- _PROBLEM DETAILS_:
Copy out the data below word for word, keeping every line unchanged.

** begin EXERCISE INPUTS **

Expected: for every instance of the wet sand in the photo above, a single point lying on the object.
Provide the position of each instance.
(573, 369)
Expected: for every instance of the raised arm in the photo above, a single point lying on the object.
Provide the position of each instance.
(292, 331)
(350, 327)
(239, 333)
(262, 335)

** end EXERCISE INPUTS **

- _EXPECTED ANSWER_:
Expected: for every instance of the wet sand in the photo above, a single point lying on the object.
Provide the position of each instance.
(573, 369)
Expected: for every instance of the raised arm in the photo above, a single point lying on the object.
Provide the position of each instance.
(292, 331)
(350, 327)
(239, 333)
(262, 335)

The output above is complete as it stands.